| INSTRUCTIONS TO FOLLOW |
Output every record below verbatim, line for line, with nothing added, dropped, or altered.

| EXTRACTED RECORDS |
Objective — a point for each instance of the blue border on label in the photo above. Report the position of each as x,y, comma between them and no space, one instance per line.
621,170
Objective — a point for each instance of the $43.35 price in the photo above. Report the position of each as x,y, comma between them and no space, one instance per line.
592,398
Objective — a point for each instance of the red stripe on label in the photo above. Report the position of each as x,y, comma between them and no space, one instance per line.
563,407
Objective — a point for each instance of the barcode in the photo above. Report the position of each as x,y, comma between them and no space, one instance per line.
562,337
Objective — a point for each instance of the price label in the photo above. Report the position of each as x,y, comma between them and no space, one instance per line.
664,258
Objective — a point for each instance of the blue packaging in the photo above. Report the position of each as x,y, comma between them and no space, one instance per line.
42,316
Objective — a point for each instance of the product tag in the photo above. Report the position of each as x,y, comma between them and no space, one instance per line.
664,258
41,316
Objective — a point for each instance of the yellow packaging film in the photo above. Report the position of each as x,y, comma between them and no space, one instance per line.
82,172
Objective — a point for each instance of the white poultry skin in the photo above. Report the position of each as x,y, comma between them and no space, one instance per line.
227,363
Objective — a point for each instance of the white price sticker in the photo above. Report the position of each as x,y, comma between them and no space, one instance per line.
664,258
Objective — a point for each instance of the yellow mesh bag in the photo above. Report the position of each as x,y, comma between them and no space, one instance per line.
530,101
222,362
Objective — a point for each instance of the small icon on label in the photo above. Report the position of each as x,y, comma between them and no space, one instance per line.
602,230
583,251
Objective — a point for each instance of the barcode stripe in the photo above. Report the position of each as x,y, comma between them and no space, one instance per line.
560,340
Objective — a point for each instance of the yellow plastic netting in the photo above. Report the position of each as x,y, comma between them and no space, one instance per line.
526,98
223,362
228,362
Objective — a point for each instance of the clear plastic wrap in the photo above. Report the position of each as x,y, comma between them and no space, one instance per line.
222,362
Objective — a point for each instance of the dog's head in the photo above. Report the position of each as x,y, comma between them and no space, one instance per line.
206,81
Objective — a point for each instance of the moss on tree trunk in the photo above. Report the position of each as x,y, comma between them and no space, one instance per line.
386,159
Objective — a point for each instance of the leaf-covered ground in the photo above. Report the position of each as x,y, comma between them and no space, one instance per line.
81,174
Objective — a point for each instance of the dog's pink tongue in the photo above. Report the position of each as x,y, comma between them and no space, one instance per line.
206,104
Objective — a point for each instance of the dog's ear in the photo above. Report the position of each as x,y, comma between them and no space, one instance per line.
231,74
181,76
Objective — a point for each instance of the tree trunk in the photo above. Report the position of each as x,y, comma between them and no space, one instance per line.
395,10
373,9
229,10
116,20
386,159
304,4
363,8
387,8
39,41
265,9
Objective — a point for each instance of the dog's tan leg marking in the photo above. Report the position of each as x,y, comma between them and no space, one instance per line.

| RESULT BELOW |
Objective — a point for each instance of the blue border on label in the photo above. Report the position of each as x,y, comma between them and no space, one instance per line.
621,170
Objective — a point for each instance of the $43.35 price in the photo above. Report the position of each as x,y, comma between them and no space, one instance per line.
592,398
Objective — a point for each instance of the red stripe on label in the photo above. Report the position of each as x,y, comma between them and no space, one instance per line.
563,407
Objective — a point for each instance of the barcode in the photo above. Report the position of each as x,y, comma between them and no space, one instance per line.
562,337
Objective — a point for each instance of the price label in the photo above. Report the position of each as x,y, comma between them and no space, one instance per line.
664,258
Objective — a point for each instance of the blue packaging in the photo above. Report the position of each as x,y, comma between them and no space, one instance per line.
42,316
Objective — a point for each instance of the product tag in the photo above. Report the position of each as x,y, comma between them and no space, one instance per line.
664,258
41,316
Objective — a point for each instance of the yellow packaging film in the photo above. Report the position of each as x,y, comma between them and no space, one instance per line.
82,172
Objective — a point for each instance of the white poultry skin in the photo above. Report the position of each as x,y, comma between them and no space, one instance per line.
227,363
Objective — a point for each instance of the white price sticker in the photo above. Report the position of each as x,y, comma between them and no space, one instance per line.
664,258
Objective — a point for each instance of the yellow mesh bag in the photo above. Report the position of each as x,y, comma between them and no space, one instance per line.
530,101
222,362
Objective — a point for each instance of the small icon on label in the photo above. Report the position of each as x,y, comma between them and no space, one instance per line.
602,230
583,251
Objective — a point for each instance of the barcode stripe in the photo above. Report the position of each as x,y, comma between them and no space, one instance per line.
560,340
Objective — a point for each instance of the yellow plastic netting in the photo above. Report the position of each as x,y, comma between them and no space, one instance per line.
526,98
223,362
228,362
Objective — a point for each instance of the clear plastic wrap in the photo above. Report the position of each as x,y, comma between them and no space, one instance per line.
222,362
Objective — a point for each instance of the dog's head in the photo above. Report the position of each as x,y, comma between them and no space, one instance per line.
206,81
Objective — a point for each instance of the moss on tree trunk in the photo above. Report the position of each as x,y, comma between them and no space, one instance per line.
386,159
Objective — a point for each instance of the leaf-covered ground in the photo above. Report the position of each as x,y, comma between them and no space, one instance per line.
81,174
Objective — a point for each instance of the dog's pink tongue in the photo above. Report the position of each as x,y, comma between them and no space, one instance per line.
206,104
Objective — a point for each instance of the dog's ear in the photo above. Report the position of each as x,y, comma between them and no space, one instance per line.
231,74
181,76
Objective — a point for each instance of the tree trunk in the photo above. Report the position of each as x,y, comma between them and no space, one instance per line.
395,10
373,9
229,10
116,20
386,159
304,4
363,8
387,8
39,41
265,9
Objective — a point for each instance of the dog's tan leg marking in the photo above. Report the position of each as x,y, comma between them and no space, one instance per line.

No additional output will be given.